- _Teks Kutipan_:
== == ==

Saat Tua, Keluargalah Tempat Pulang Terakhir

MutiaraUmat.com -- Meningkatnya jumlah lansia laki-laki ditelantarkan keluarga adalah mereka yang “hidup suka-suka di masa muda, merana di masa tua” dan akhirnya berakhir di panti jompo. Petugas panti bercerita, mayoritas punya kisah template, dulu sibuk bersenang-senang, lupa pulang, lupa kewajiban, dan anehnya lebih semangat membiayai anak orang daripada anak sendiri. Begitu tubuh renta, dompet menipis, dan langkah mulai dituntun, semua yang pernah mereka banggakan perlahan hilang. Anak sendiri menjauh, anak orang tak kenal, dan dunia sibuk dengan urusannya masing-masing.(news.id, 12/11/2025)

Begitulah, laki-laki hidup "semau gue" walau sudah memiliki anak istri tidak muncul tiba-tiba, tapi berakar dari pemahaman tentang tujuan hidup yang salah. Akar masalahnya jelas, sistem hidup sekuler. Sistem yang memisahkan agama dari kehidupan, membuat laki-laki merasa bebas hidup sesuai mood, sesuai libido, sesuai dompet asal tidak masuk penjara. 

Selama tenaga masih kuat dan uang masih mengalir, mereka merasa hidup punya “free pass” untuk melanggar aturan Allah. Sekularisme mengajarkan bahwa kebahagiaan ada pada pemuasan diri, bukan pada tanggung jawab. Akhirnya banyak lelaki tumbuh dengan mental “aku, aku, dan aku”. Istri hanya pelengkap, anak dianggap beban, dan keluarga cuma tempat numpang tidur.

Syekh Taqiyuddin an-Nabhani menegaskan bahwa sistem sekuler-liberal telah merusak struktur kepemimpinan laki-laki. Dalam pandangan beliau, ketika hukum Allah tidak menjadi pusat kehidupan, maka laki-laki tidak lagi merasa dirinya pemimpin amanah (qawwam), tetapi hanya “penguasa bebas” yang boleh menggunakan kekuatan, uang, dan posisi sesukanya. Syariat diabaikan, tanggung jawab dilupakan, dan hawa nafsu diangkat sebagai tujuan hidup. Maka kerusakan keluarga hanya tinggal menunggu waktu.

Padahal Islam sudah mengatur dengan sangat indah. Laki-laki ditetapkan sebagai qawwam, pemimpin yang menegakkan, mengayomi, mengarahkan, dan melindungi. 

Nabi Saw bersabda, “Setiap kalian adalah pemimpin dan setiap pemimpin akan dimintai pertanggungjawaban.” (HR. Bukhari).

== == ==

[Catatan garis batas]
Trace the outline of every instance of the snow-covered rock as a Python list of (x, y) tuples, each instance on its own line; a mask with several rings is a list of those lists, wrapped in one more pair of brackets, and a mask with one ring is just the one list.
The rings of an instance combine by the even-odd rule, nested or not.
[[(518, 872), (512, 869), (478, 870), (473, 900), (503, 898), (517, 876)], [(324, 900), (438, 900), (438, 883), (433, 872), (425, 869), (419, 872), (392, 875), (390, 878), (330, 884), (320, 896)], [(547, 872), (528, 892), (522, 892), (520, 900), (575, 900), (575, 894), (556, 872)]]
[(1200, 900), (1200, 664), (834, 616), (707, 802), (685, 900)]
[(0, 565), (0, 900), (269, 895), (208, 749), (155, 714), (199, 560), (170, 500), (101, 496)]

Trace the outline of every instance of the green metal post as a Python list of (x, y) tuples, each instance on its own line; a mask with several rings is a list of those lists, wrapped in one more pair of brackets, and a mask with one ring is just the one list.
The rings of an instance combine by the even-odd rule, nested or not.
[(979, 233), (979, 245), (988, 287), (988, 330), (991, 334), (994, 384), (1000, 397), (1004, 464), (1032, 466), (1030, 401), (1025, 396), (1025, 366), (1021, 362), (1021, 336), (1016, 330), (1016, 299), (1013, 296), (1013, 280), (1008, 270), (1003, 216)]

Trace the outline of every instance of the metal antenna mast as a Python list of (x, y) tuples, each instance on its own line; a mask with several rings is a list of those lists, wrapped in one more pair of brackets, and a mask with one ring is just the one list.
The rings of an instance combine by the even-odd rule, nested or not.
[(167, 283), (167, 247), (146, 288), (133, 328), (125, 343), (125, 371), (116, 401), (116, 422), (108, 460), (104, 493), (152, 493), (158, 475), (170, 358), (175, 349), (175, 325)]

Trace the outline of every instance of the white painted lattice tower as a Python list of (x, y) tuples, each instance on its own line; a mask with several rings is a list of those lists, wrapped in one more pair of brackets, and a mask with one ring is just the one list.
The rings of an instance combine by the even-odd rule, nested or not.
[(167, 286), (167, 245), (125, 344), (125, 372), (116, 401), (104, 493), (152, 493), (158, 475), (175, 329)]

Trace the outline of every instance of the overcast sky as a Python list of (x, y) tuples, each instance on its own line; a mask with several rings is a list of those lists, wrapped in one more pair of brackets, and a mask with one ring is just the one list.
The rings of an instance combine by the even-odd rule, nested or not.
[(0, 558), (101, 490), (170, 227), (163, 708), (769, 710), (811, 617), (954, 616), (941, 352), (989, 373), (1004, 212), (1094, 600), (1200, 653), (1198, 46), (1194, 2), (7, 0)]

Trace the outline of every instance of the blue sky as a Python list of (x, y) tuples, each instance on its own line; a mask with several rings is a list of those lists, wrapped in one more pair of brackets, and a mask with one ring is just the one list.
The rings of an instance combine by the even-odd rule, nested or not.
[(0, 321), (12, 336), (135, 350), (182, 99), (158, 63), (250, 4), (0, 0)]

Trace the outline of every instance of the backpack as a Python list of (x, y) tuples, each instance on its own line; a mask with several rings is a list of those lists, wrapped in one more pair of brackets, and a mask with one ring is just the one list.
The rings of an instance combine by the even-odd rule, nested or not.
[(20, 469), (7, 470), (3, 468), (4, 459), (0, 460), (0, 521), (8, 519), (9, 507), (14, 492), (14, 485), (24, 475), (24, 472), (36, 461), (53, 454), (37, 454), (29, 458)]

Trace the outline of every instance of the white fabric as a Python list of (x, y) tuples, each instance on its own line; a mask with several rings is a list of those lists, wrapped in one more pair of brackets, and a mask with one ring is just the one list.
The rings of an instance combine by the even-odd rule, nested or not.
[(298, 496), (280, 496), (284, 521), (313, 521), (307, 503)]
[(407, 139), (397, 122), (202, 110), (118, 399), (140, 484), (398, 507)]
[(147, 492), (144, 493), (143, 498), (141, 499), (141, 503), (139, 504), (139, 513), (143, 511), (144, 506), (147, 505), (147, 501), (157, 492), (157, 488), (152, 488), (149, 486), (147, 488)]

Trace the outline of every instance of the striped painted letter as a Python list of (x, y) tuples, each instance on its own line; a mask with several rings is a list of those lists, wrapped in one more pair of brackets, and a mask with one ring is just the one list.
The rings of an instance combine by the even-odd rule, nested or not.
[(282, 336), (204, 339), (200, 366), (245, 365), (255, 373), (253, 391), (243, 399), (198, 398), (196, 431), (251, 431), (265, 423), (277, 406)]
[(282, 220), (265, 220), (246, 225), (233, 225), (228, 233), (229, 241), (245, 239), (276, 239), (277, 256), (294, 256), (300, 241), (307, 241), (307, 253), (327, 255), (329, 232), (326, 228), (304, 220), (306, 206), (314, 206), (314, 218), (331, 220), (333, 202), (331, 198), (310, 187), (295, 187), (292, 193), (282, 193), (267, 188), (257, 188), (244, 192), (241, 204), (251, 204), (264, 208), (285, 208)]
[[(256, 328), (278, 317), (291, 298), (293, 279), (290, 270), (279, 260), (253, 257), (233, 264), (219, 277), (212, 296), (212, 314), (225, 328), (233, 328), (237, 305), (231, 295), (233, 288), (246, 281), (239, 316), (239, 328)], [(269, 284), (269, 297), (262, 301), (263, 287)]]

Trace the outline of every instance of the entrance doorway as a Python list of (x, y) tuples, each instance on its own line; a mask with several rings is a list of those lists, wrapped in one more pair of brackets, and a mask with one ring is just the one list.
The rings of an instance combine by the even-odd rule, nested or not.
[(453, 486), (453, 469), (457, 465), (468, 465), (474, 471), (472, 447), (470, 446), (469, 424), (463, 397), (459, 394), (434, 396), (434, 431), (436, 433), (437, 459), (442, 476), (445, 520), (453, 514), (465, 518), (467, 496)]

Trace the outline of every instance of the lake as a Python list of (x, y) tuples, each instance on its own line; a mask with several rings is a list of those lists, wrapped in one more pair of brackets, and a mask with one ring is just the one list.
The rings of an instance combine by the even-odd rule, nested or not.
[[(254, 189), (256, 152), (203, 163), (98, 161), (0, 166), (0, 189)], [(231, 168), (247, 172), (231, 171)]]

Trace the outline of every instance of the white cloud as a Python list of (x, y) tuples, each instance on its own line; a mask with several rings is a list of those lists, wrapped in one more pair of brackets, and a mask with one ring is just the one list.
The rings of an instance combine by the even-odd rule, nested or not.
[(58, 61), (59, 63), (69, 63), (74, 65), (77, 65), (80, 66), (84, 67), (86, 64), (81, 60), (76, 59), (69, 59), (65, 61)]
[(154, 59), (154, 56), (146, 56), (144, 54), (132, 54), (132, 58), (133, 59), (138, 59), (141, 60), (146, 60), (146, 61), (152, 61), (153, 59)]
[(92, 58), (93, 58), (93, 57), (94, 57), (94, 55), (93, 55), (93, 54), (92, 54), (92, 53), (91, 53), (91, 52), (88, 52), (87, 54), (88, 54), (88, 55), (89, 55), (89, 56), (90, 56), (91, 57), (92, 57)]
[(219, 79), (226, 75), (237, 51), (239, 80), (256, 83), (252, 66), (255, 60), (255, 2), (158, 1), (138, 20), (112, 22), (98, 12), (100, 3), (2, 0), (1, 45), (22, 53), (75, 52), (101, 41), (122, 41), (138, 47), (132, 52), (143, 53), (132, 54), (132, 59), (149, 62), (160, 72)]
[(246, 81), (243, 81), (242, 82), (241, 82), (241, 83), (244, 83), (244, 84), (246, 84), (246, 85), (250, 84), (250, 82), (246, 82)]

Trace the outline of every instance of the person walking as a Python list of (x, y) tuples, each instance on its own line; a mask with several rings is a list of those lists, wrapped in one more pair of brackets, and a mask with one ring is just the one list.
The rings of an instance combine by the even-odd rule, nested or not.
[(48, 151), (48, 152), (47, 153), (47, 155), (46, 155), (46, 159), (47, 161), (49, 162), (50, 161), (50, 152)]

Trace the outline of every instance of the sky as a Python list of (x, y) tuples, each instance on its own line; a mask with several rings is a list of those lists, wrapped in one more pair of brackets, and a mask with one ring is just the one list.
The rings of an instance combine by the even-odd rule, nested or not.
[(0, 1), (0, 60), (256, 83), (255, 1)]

== == ==

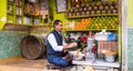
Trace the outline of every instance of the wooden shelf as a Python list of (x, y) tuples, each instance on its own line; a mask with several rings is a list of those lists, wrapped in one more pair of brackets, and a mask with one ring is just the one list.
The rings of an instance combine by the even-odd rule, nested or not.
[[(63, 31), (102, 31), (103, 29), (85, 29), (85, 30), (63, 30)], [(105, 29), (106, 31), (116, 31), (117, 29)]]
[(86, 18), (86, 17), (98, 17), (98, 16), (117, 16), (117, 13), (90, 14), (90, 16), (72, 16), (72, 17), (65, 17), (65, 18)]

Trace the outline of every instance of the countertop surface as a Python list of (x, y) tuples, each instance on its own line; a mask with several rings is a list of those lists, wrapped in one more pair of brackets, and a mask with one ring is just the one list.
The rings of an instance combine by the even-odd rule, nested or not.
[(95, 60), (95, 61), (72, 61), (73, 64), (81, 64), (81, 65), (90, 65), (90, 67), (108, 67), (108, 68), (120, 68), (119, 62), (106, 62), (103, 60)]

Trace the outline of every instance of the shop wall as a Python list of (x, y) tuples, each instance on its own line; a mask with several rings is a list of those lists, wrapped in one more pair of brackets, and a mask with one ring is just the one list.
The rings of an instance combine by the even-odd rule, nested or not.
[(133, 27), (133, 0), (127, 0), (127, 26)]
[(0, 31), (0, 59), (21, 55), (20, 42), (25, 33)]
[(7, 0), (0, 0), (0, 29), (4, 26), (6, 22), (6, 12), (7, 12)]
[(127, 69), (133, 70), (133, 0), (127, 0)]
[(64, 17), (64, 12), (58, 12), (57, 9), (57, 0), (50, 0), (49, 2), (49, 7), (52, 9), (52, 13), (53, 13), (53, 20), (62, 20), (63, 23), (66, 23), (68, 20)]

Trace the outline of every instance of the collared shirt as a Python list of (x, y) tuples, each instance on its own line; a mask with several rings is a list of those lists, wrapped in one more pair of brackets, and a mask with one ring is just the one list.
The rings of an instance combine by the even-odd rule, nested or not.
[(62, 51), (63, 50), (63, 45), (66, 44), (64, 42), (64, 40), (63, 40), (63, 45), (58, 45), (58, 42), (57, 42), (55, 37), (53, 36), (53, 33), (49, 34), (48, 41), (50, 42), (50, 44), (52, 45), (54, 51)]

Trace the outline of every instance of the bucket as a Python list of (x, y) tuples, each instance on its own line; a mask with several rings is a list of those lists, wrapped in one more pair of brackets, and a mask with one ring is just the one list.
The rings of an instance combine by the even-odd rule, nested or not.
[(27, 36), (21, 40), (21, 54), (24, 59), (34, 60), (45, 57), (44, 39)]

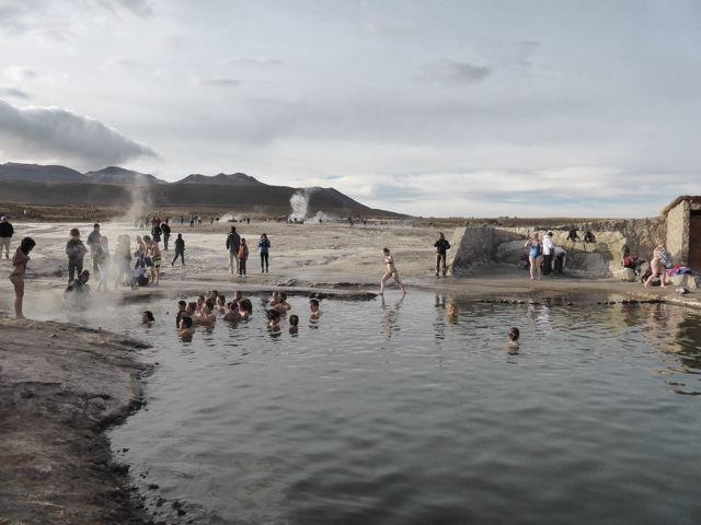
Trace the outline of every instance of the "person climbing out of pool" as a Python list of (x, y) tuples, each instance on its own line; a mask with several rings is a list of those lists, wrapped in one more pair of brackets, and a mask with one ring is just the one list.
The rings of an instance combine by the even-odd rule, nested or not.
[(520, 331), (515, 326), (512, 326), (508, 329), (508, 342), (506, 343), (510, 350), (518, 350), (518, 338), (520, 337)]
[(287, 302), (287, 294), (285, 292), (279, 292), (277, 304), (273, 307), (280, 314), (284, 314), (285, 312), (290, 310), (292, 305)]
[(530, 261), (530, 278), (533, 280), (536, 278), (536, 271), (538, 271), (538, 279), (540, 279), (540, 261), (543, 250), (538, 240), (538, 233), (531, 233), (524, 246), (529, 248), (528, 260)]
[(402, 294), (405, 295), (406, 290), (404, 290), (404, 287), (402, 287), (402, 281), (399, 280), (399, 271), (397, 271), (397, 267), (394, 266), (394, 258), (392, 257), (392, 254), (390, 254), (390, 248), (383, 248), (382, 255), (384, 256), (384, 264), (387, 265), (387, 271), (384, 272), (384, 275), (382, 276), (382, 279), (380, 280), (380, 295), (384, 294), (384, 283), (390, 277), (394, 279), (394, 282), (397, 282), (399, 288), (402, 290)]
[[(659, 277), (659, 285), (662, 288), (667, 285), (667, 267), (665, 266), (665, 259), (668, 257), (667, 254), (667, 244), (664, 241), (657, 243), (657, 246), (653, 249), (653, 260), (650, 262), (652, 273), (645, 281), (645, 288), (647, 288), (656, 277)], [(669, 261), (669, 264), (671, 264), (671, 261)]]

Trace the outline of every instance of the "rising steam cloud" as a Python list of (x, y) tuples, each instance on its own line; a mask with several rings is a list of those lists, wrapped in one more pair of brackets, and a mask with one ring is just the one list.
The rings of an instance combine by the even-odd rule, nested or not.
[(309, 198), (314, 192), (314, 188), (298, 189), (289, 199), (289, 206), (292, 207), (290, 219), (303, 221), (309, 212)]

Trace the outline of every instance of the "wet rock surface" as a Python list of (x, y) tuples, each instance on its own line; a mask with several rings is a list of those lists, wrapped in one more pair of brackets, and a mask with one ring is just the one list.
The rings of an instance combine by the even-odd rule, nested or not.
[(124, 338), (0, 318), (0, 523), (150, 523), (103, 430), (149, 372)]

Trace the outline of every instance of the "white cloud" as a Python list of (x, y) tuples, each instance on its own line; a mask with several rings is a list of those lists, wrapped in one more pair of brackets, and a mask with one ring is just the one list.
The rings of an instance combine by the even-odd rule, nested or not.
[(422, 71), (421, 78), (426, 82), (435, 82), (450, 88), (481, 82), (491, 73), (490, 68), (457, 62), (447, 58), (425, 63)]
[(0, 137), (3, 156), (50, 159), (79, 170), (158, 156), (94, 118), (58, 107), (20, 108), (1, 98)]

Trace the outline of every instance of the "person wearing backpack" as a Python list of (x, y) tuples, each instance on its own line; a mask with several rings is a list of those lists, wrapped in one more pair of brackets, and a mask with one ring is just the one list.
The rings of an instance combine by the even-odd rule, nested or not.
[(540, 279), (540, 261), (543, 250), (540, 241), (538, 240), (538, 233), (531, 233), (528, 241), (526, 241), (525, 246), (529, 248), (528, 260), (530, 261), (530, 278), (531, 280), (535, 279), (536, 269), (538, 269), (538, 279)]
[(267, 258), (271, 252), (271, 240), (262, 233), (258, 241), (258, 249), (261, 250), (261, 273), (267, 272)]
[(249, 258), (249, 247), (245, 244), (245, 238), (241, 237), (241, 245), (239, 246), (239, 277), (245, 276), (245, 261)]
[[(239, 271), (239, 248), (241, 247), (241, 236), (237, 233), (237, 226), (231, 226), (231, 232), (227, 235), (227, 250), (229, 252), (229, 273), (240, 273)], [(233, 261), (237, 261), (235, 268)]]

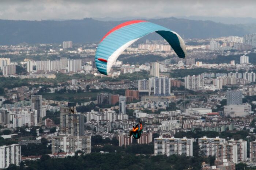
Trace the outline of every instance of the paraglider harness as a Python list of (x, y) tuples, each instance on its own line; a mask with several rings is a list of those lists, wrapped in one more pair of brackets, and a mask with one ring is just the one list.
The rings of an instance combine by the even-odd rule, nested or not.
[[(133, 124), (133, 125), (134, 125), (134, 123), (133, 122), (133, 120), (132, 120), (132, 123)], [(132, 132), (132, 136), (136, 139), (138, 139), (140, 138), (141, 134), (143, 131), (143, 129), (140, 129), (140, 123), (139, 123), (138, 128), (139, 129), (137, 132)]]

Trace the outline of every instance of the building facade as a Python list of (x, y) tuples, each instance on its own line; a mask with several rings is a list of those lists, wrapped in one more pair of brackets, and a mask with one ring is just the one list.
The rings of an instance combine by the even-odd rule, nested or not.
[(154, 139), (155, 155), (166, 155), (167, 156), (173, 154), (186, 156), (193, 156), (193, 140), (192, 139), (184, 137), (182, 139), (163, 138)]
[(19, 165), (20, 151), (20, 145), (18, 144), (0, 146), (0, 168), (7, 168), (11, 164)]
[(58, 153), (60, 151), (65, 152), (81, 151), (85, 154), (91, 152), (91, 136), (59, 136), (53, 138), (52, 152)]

== == ==

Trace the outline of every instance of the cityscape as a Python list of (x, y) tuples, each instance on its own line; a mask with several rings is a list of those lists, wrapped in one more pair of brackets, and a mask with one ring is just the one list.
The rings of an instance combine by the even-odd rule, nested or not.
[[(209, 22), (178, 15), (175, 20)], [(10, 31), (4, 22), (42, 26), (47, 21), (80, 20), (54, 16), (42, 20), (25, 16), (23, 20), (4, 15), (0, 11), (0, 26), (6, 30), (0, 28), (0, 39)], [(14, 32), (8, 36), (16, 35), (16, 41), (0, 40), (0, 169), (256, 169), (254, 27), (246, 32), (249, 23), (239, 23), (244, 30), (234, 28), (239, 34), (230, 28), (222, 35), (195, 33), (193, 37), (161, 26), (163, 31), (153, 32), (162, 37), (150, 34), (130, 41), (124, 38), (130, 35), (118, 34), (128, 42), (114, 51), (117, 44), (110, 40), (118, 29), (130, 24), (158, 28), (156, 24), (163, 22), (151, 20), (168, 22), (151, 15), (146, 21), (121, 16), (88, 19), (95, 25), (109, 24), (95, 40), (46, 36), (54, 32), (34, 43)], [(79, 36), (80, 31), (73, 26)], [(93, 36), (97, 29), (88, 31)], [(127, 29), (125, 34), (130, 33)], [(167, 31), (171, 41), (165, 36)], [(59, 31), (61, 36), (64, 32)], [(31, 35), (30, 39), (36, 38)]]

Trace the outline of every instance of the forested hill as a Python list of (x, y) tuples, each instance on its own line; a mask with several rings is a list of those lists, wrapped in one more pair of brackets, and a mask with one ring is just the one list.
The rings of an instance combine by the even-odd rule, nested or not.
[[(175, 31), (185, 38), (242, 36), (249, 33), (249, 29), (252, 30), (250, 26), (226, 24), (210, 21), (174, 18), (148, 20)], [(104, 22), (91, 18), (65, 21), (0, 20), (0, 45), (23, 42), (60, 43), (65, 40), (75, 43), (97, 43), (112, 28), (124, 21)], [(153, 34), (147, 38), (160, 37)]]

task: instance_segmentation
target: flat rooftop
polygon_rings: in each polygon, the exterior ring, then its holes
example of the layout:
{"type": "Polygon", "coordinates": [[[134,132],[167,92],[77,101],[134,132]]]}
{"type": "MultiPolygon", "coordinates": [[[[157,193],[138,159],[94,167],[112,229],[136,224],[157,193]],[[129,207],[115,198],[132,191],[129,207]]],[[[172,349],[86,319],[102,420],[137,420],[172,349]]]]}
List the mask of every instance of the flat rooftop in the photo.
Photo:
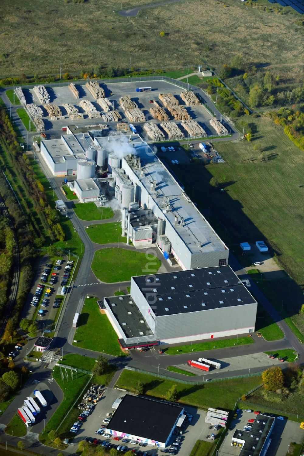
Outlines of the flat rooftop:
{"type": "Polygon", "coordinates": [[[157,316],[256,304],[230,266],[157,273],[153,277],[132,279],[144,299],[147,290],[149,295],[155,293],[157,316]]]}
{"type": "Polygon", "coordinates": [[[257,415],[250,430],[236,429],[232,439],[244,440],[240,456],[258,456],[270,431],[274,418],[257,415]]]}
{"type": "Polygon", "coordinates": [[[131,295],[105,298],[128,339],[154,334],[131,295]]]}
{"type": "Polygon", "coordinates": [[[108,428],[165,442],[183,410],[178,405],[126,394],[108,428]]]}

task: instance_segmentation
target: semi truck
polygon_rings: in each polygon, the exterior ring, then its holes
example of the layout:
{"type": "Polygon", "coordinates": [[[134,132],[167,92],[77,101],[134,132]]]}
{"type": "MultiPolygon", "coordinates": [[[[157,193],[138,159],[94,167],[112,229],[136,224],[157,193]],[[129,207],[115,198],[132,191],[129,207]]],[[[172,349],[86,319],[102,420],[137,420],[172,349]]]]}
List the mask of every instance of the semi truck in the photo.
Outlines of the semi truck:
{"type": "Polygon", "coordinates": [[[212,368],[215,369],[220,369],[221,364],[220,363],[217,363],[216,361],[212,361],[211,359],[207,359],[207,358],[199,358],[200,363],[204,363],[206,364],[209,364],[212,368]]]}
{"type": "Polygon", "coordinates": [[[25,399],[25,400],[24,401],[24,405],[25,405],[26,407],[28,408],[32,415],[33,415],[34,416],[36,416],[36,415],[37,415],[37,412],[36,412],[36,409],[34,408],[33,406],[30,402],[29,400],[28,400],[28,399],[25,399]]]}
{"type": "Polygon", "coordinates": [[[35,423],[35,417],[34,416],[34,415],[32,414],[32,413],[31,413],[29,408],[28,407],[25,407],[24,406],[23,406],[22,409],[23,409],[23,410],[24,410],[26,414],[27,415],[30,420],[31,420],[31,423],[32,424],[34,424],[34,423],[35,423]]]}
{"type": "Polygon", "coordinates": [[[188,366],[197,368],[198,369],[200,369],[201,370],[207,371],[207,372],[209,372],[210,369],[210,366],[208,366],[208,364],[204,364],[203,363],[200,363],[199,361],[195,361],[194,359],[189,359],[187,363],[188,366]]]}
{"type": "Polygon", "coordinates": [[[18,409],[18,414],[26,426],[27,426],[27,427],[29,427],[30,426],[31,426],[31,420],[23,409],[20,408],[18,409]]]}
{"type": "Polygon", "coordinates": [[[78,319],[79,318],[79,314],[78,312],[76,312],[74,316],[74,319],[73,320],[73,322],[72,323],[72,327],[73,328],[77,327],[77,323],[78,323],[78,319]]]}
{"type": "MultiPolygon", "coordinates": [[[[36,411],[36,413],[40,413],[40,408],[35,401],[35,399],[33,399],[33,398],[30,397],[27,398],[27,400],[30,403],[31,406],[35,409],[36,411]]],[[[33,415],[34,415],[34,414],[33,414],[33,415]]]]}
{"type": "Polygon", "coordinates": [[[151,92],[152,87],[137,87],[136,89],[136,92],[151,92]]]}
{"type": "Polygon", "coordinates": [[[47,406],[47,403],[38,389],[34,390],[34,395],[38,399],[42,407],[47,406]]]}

== == ==

- _Tantangan 1_:
Salin dari artikel tentang lansia bagian yang dimulai "MutiaraUmat.com -- Meningkatnya" sampai "urusannya masing-masing.(news.id, 12/11/2025)".
- _Tantangan 2_:
Tentukan apakah setiap pernyataan berikut sesuai dengan artikel tentang lansia. Jawab ya atau tidak, lalu kutip kata-kata penentunya dari artikel. (a) Menurut petugas panti, mayoritas lansia itu dulu lebih bersemangat membiayai anak orang daripada anak sendiri. (b) Sekularisme mengajarkan bahwa kebahagiaan terletak pada tanggung jawab. (c) Hadis yang dikutip diriwayatkan oleh Muslim.
- _Tantangan 3_:
Teruskan artikel tentang lansia, dimulai setelah kalimat terakhir yang tercantum.
Item-item di atas merupakan materi tersendiri yang terpisah dari artikel tentang lansia.

- _Jawaban Tertulis 1_:
MutiaraUmat.com -- Meningkatnya jumlah lansia laki-laki ditelantarkan keluarga adalah mereka yang “hidup suka-suka di masa muda, merana di masa tua” dan akhirnya berakhir di panti jompo. Petugas panti bercerita, mayoritas punya kisah template, dulu sibuk bersenang-senang, lupa pulang, lupa kewajiban, dan anehnya lebih semangat membiayai anak orang daripada anak sendiri. Begitu tubuh renta, dompet menipis, dan langkah mulai dituntun, semua yang pernah mereka banggakan perlahan hilang. Anak sendiri menjauh, anak orang tak kenal, dan dunia sibuk dengan urusannya masing-masing.(news.id, 12/11/2025)

- _Jawaban Tertulis 2_:
(a) Ya: "anehnya lebih semangat membiayai anak orang daripada anak sendiri".
(b) Tidak: "Sekularisme mengajarkan bahwa kebahagiaan ada pada pemuasan diri, bukan pada tanggung jawab."
(c) Tidak: "(HR. Bukhari)".

- _Jawaban Tertulis 3_:
Artinya, menjadi suami bukan cuma urusan nafkah, tapi urusan amanah akidah. Bukan cuma soal “uang ada”, tapi “arah hidup benar atau tidak”.

Imam Al-Ghazali juga menyebut keluarga sebagai ladang amal laki-laki. Ladang tak akan tumbuh apa-apa jika yang ditanam hanya abai, selingkuh, dan ego. 

Sistem sekuler membuat banyak lelaki merasa mereka tak perlu takut pada aturan Allah, cukup takut kalau ketahuan istri. Maka lahirlah generasi laki-laki yang punya stamina untuk bermaksiat, tapi tidak punya tenaga untuk memeluk anaknya.
Dampaknya? Di usia tua, barulah terasa. 

Anak-anak bukan robot yang bisa direset untuk tiba-tiba sayang. Mereka ingat siapa yang hadir, siapa yang hilang, siapa yang menyakiti hati ibu mereka, dan siapa yang memalingkan wajah ketika mereka butuh sosok ayah. Cucu pun jujur, kalau tidak dekat, mereka tidak akan datang. 

Sistem sekuler mengajarkan hidup individualis, maka saat para lelaki tua merasakan kesepian, mereka sebenarnya sedang menelan buah dari pohon yang mereka tanam sendiri.

Karena itu, kalau mau masa tua tidak berakhir di “Panti Jompo Bahagia tapi garing”, maka laki-laki harus kembali pada poros Islam. Harus paham bahwa hidup bukan tentang memuaskan selera, tapi memikul amanah. Harus berhenti hidup ala sekuler yang bebas dulu, menyesal kemudian.

Rapikan prioritas hidup. Pulang. Hadir. Jaga istri. Sayangi anak. Bangun rumah yang menjadi tempat rindu, bukan tempat trauma. Sebab pada akhirnya, ketika punggung bungkuk dan pandangan kabur, yang datang bukan teman dugem, bukan rekan kerja, bukan selingkuhan yang banyak tuntuta, apalagi anak orang yang dulu dibesarkan. Yang datang hanyalah anak kandung, cucu, dan menantu jika hubungan itu dirawat dalam ketaatan.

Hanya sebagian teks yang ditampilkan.